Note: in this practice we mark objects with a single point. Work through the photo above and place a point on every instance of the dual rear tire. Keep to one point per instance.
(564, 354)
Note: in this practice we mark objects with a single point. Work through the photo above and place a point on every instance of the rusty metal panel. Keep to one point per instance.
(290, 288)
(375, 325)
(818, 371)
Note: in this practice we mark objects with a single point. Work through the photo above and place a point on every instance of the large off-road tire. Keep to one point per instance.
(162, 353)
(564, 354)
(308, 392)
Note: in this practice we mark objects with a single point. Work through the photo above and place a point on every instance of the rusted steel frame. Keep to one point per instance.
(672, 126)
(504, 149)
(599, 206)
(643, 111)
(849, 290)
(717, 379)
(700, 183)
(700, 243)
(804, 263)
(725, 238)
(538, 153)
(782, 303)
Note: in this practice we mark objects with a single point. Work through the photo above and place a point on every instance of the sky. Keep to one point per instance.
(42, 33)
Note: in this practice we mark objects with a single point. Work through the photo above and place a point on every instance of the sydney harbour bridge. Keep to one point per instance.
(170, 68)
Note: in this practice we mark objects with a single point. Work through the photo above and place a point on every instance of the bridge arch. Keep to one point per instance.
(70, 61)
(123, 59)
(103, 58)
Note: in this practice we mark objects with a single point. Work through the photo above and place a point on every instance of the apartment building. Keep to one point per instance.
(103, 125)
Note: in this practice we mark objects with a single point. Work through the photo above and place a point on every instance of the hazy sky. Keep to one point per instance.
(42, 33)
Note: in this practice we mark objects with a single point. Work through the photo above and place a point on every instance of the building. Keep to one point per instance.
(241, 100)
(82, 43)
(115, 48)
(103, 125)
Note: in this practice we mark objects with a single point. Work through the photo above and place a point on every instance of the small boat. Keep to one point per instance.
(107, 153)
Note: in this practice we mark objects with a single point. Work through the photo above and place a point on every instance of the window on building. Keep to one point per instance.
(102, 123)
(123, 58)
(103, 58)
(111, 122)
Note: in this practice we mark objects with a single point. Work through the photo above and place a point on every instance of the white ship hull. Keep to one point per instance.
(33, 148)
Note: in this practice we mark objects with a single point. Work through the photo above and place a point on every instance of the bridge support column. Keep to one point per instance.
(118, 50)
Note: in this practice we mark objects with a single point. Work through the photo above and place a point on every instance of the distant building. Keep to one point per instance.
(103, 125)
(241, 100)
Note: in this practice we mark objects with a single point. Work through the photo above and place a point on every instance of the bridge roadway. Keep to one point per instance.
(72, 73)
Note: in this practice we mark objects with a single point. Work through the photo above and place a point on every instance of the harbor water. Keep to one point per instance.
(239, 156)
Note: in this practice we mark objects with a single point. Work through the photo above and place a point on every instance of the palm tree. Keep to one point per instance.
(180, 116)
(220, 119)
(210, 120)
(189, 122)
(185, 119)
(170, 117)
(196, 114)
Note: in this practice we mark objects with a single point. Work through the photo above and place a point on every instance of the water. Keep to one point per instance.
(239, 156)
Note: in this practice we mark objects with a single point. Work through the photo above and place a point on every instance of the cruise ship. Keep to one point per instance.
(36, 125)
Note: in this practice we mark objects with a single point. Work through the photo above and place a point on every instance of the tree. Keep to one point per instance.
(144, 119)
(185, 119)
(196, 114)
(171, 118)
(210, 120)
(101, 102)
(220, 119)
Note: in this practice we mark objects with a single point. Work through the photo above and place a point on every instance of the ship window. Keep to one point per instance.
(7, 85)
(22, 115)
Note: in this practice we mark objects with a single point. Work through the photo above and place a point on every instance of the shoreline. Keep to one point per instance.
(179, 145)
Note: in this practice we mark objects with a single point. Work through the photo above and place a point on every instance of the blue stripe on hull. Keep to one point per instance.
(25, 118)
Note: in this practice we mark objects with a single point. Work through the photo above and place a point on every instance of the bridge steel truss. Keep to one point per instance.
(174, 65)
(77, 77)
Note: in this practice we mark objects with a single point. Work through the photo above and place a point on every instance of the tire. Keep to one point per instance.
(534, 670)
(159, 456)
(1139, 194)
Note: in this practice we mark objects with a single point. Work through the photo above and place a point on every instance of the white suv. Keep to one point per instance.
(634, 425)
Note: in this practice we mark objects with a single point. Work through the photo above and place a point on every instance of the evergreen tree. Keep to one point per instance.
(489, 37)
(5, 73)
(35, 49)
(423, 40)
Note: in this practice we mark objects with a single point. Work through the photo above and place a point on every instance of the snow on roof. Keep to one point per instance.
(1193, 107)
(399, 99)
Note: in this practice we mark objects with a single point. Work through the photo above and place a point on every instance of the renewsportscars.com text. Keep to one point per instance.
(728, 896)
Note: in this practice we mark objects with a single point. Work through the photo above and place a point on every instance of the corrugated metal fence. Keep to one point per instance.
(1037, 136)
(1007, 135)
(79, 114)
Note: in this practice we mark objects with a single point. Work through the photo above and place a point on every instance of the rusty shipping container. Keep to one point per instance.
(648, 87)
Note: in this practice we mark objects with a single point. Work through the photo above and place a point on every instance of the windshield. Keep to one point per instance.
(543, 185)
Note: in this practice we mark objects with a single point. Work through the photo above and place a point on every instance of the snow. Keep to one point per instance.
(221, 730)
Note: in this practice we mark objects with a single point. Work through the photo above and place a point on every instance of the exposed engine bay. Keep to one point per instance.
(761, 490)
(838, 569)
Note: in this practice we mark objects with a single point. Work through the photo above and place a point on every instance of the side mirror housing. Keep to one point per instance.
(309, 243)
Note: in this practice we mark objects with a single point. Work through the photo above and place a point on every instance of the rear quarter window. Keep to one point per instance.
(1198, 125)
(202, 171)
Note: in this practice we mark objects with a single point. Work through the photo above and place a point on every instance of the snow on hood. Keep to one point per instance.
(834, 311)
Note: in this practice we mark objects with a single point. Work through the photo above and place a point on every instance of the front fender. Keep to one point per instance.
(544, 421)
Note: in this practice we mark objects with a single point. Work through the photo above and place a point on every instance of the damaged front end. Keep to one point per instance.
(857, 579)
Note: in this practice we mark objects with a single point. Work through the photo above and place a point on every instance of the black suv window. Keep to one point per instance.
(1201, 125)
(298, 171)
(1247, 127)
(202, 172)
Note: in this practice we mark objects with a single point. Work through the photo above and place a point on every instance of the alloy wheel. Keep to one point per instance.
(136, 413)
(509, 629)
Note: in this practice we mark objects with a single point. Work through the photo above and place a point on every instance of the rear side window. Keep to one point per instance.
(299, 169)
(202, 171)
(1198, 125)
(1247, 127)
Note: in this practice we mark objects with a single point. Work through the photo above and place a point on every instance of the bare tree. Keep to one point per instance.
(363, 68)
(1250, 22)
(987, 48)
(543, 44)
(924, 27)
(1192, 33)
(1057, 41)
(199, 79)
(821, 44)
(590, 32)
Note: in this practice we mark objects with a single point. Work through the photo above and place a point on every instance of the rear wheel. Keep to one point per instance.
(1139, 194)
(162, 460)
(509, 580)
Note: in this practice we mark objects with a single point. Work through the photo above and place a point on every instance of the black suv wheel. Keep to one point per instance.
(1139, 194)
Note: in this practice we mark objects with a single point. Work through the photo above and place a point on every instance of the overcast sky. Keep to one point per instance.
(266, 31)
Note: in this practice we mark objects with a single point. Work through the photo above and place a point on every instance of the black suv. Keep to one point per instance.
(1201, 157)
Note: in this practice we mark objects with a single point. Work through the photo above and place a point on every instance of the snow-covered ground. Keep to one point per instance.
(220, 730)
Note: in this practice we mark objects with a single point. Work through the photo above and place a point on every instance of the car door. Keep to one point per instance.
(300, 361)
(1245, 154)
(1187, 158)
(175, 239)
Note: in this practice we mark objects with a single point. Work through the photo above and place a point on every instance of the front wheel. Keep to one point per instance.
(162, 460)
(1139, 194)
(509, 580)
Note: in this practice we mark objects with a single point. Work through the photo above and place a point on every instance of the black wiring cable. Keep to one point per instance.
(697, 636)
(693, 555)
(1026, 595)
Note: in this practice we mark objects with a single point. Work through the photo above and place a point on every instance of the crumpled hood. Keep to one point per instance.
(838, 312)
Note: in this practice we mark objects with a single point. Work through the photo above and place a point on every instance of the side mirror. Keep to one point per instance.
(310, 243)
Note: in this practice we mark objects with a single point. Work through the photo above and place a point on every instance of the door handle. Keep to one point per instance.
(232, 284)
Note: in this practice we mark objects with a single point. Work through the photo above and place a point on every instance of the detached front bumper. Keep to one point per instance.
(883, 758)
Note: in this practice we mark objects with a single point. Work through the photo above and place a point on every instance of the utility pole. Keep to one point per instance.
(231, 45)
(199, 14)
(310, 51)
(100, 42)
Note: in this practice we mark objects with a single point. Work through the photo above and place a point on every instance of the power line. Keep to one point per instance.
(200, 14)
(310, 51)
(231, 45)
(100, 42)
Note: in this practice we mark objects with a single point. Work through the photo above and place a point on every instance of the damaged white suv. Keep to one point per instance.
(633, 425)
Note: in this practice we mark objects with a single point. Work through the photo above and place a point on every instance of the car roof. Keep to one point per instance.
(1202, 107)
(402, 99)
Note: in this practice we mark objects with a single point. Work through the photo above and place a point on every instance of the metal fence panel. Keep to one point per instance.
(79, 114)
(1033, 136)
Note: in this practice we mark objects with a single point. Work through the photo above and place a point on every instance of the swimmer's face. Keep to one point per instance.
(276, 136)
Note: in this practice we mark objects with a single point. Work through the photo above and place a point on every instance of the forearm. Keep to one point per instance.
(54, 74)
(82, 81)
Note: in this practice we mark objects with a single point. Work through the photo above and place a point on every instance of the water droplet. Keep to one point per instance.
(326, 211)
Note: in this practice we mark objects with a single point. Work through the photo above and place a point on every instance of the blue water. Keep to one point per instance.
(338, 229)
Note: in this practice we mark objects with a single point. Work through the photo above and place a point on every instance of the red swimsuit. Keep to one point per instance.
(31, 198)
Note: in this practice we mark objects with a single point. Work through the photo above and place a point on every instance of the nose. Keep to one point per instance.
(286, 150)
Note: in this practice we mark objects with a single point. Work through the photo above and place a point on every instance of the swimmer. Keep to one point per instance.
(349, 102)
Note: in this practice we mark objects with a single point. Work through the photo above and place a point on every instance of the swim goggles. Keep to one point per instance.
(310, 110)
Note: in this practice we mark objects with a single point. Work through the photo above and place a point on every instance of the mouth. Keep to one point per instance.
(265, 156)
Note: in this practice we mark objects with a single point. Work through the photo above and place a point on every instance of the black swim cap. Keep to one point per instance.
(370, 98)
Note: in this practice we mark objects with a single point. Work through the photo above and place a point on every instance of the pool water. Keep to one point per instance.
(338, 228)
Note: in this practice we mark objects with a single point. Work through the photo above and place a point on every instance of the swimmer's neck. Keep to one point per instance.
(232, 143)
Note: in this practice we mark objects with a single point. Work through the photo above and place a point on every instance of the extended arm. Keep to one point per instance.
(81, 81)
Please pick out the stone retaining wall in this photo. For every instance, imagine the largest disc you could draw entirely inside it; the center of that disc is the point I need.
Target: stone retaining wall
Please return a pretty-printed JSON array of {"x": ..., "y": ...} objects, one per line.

**WHAT THE TASK REQUIRES:** Write the line containing "goggles. Keep to one point per instance." and all the lines after it out again, word for word, through the end of the material, and nothing besides.

**REPLY TO THE TASK:**
Note: in this practice we mark objects with a single point. Work through the photo above and place a point on every instance of the swim goggles. Keep to one point per instance.
(310, 110)
Note: in this practice we mark objects with a single point. Work through the photo above and place a point on every instance of the mouth. Keep to one point per instance.
(265, 156)
Note: in this practice we mark objects with a single point. Work through the photo above and place a point on every instance of the black swim cap. Keep to one point per instance.
(370, 98)
Note: in this practice we mark objects with a single point. Work through the photo above and place a point on every instance of the pool water. Keep to one point per instance.
(338, 228)
Note: in this practice we mark objects with a single point. Work through the photo above and place a point on every instance of the swimmer's neck. Keep to one point per instance.
(232, 143)
Note: in this practice we mark objects with a single point. Work through the photo above and place a point on every instance of the extended arm. Keep to one point per instance.
(81, 81)
Please pick out the stone retaining wall in this photo. For every instance, imagine the largest disc you could draw entirely inside it; the center of that disc is the point I need.
Target: stone retaining wall
Please return a pretty-printed JSON array of {"x": ..., "y": ...} objects, one per line.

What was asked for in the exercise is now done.